• [Tasks for this exercise]:
- a) Answer these questions from the Zoo Knoxville elephant article, labeling each answer with the matching numeral:
(i) Which of the two elephants is the bull?
(ii) About how many African elephants are left living in the wild?
(iii) Which organization does Zoo Knoxville work with to match elephants in captivity for breeding?
- b) Translate this sentence from the Zoo Knoxville elephant article into Spanish: "Tonka and Edie have lived at the zoo for years, but Tonka, the bull, has always been separated from the females in the habitat."
- c) Reproduce the part of the Zoo Knoxville elephant article that begins at the words "He has never" and stops after "in the wild.".

• [Extracted text]:
.....

If it all works out, maybe we could get a baby elephant at Zoo Knoxville!

Knoxville — Zoo Knoxville is hoping the play dates between two African elephants could lead to something more.

Tonka and Edie have lived at the zoo for years, but Tonka, the bull, has always been separated from the females in the habitat.

Now, zoo keepers have started regular play dates between the two to see how they get along. So far, it's going great.

"The very active Edie loves to engage Tonka in sparring, interactions on the sand pile and sharing treats," said Zoo Knoxville in a press release.

There is of course a bigger, more important purpose to this introduction. Zoo staffers want to know how Tonka gets along with females because he is very important to the future of the elephant population.

He has never fathered any babies, so his genetics are not represented in the North and South American elephant populations. African elephants are endangered, with only about 400,000 left living in the wild.

Zoo Knoxville works with the Association of Zoos and Aquariums (AZA) to make the right matches between elephants in captivity so they can breed and add to their numbers.

The zoo says because Tonka's not bred before, he's "the most genetically valuable bull in the country for breeding and a potentially important part of the future of elephant conservation."

So if it all works out, maybe we could get a baby elephant at Zoo Knoxville!

.....

• [Dataset records]:

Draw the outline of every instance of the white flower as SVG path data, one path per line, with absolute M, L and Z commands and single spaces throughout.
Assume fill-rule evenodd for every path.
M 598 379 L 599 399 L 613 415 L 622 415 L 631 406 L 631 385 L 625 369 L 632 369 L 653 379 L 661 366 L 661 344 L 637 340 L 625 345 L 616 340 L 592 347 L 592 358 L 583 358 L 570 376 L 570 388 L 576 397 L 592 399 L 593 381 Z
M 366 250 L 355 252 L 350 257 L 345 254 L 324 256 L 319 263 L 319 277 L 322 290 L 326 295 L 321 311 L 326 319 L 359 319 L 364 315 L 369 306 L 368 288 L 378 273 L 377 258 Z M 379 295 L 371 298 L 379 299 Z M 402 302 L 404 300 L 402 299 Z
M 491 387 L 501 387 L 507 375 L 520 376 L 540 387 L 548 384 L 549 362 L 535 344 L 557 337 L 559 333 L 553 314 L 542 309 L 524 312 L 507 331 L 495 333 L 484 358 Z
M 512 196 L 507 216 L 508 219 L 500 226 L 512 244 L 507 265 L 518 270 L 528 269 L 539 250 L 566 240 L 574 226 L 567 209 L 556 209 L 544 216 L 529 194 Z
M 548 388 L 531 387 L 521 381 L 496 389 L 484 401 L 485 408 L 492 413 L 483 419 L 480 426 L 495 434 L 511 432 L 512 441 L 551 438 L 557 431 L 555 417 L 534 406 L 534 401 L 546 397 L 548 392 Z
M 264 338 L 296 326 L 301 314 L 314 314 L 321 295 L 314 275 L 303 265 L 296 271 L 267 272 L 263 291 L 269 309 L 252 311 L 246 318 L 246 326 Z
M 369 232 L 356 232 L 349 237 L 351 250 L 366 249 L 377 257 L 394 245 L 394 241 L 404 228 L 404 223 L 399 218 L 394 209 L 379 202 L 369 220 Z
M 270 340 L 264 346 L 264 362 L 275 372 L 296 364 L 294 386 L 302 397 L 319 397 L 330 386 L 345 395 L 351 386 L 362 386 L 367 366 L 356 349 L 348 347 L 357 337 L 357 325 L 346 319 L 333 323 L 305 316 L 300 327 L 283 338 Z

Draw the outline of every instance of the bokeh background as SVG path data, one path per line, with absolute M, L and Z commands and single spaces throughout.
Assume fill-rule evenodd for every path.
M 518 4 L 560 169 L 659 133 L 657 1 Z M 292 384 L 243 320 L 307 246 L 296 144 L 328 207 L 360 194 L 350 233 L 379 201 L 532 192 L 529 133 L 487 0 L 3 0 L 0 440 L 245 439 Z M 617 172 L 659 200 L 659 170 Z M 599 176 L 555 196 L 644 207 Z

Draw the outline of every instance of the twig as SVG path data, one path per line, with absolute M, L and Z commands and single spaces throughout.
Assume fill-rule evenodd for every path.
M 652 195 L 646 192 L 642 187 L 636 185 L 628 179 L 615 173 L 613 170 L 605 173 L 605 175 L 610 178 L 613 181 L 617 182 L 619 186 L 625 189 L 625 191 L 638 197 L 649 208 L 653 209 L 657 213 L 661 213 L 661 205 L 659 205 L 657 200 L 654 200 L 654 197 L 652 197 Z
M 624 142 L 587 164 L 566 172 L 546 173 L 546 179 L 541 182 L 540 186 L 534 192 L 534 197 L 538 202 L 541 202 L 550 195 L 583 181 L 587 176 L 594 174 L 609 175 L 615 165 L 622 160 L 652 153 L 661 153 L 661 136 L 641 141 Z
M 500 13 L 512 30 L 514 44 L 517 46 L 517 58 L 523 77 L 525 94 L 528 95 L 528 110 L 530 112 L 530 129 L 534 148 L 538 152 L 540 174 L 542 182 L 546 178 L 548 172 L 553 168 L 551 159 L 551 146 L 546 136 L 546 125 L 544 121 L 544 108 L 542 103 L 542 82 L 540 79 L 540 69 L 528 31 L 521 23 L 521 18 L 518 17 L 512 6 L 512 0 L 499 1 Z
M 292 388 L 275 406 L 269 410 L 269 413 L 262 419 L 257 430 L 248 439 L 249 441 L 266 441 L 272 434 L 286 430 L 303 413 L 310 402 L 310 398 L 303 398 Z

.....

• [Answers by task]:
- a)
(i) Tonka
(ii) About 400,000
(iii) The Association of Zoos and Aquariums (AZA)

- b) Tonka y Edie han vivido en el zoológico durante años, pero Tonka, el macho, siempre ha estado separado de las hembras en el recinto.

- c)
He has never fathered any babies, so his genetics are not represented in the North and South American elephant populations. African elephants are endangered, with only about 400,000 left living in the wild.